[GIVEN TASK 1] List every question the writer asks in the paragraph that begins "How can I avoid" in the post about a bash file-selection script.

[TEXT EXCERPT]
1

I am frequently copy-pasting files from a Windows share to a local folder. For this, I would like to have a small bash script where I can search for a file name, have a menu based on this search to select from and then finally copy the selected file to my local folder. As searching the local share every time again would cost me a lot of time (and the files don't change frequently), I have a list of all files in filelist.txt.

Through copy-pasting from the many help sites on the select menu I came up with the following code. However, there is a problem with the grep output and the select menu. Somehow, newline is not recognized by this and as an option #1 I have a list of all filenames and option #2 is quit. That means, the script doesn't split the grep output into different options...

How can I avoid this behaviour? What am I doing wrong? Can I use grep in this way or do I need to use a different function?

Script example_script:

#!/bin/bash
read -p 'What are you searching for?  ' file_search_name
prompt="Please select a file:"
options=$(grep $file_search_name $HOME/Local/Folder/filelist.txt)

PS3="$prompt "
select opt in "${options[@]}" "Quit" ; do 
  if (( REPLY == 1 + ${#options[@]} )) ; then
    exit

  elif (( REPLY > 0 && REPLY <= ${#options[@]} )) ; then
    echo  "You picked $opt which is file $REPLY"

[GIVEN TASK 2] Reproduce word for word everything in the listing from the line containing "Study the photograph above. Where on each instance of the dark" down to the end of the listing.

[EXCERPTED RECORDS]
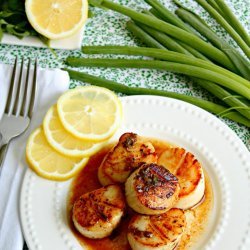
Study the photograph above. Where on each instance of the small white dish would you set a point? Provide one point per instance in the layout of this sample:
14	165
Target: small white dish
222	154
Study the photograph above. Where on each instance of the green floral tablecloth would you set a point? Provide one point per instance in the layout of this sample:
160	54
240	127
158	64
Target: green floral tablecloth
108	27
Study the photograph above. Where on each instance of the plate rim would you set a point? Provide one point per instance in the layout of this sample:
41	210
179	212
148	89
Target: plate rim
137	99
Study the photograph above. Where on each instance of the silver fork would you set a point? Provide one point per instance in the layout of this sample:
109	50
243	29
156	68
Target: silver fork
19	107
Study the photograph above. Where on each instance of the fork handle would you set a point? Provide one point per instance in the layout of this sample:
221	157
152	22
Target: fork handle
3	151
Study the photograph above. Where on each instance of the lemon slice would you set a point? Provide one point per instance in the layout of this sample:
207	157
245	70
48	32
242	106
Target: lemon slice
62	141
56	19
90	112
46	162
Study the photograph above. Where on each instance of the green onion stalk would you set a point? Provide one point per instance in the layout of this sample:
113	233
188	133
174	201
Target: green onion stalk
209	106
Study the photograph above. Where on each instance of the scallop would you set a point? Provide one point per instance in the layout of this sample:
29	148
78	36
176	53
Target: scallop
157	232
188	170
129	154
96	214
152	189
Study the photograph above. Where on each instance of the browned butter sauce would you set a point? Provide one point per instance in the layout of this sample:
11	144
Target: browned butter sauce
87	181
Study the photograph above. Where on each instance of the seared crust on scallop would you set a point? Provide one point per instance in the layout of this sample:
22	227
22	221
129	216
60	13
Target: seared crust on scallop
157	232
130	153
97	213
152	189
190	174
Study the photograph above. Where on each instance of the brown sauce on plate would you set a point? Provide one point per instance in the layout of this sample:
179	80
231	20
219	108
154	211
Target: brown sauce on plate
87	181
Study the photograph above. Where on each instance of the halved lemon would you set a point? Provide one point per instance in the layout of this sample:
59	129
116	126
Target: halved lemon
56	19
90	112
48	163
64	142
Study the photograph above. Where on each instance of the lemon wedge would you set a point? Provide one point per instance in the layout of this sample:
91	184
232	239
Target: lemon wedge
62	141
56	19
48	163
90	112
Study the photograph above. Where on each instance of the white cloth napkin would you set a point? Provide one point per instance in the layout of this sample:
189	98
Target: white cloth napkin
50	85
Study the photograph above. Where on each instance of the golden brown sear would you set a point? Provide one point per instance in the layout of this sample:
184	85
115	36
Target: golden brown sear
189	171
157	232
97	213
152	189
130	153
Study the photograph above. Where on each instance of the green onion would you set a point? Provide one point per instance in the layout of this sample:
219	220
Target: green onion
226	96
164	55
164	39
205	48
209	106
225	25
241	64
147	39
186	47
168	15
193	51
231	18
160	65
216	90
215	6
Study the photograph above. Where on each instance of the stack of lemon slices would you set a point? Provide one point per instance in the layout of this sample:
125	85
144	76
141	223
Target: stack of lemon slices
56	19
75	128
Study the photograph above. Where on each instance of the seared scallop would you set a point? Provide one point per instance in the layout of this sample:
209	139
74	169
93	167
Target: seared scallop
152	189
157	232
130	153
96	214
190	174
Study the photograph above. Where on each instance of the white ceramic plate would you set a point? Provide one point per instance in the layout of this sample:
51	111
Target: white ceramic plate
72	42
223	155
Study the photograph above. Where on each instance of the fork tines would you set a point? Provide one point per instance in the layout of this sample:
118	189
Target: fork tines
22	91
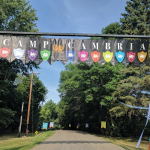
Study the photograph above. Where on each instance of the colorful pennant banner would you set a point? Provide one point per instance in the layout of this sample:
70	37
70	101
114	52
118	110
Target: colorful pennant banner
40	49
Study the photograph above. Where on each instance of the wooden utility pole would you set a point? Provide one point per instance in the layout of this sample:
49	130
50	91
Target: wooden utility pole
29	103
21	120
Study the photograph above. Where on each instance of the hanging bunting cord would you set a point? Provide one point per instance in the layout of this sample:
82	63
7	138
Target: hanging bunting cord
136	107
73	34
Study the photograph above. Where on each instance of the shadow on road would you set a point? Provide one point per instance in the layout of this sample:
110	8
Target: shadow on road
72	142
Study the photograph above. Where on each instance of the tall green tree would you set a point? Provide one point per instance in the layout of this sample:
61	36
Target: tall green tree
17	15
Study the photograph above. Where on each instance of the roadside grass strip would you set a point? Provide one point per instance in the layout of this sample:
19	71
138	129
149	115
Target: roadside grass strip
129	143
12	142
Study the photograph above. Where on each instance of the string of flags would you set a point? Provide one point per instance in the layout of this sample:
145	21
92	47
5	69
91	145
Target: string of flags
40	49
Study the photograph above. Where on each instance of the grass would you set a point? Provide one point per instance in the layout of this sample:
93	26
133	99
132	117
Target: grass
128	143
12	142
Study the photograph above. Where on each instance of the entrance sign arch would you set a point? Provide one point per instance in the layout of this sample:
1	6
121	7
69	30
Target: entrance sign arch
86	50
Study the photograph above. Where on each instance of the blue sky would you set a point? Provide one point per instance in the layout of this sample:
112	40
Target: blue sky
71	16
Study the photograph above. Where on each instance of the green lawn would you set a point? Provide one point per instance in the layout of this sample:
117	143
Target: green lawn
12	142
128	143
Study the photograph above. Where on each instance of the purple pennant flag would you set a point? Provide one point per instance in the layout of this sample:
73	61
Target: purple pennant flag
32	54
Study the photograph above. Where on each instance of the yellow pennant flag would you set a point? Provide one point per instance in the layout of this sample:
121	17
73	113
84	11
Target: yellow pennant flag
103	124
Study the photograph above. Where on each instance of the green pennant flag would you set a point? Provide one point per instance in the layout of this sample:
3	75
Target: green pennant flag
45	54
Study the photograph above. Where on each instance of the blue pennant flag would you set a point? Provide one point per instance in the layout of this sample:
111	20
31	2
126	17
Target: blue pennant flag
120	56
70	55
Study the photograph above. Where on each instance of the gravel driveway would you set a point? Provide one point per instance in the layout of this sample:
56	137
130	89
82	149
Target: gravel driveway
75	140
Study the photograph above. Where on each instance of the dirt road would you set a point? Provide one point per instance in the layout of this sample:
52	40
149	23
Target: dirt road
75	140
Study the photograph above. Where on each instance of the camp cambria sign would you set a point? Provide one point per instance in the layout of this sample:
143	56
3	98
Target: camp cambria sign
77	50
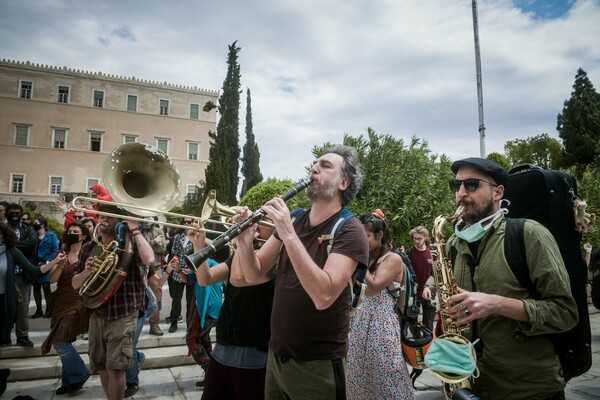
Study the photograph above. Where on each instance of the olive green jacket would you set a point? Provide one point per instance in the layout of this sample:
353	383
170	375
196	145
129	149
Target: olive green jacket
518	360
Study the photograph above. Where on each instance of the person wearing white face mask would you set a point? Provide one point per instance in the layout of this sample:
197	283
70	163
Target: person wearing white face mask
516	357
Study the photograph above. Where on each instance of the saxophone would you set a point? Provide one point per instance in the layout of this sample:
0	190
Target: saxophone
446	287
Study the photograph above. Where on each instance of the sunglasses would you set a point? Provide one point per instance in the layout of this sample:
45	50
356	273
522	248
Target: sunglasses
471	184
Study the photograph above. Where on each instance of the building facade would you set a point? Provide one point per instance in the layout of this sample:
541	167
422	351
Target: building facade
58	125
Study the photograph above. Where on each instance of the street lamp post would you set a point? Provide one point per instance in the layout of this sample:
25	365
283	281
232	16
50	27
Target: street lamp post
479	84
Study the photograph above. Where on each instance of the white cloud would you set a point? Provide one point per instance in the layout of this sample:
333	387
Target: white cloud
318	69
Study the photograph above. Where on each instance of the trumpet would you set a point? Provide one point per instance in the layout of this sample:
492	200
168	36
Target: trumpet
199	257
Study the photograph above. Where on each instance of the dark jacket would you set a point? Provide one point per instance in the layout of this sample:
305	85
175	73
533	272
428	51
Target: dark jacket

[CORRECT RESPONSE 1]
- How can I avoid this behaviour?
- What am I doing wrong?
- Can I use grep in this way or do I need to use a different function?

[CORRECT RESPONSE 2]
Study the photograph above. Where on each instance of the dark jacket would you set a point? Provide one point per instance in the layout of this sample:
305	85
175	73
533	272
428	51
Target: dark jacket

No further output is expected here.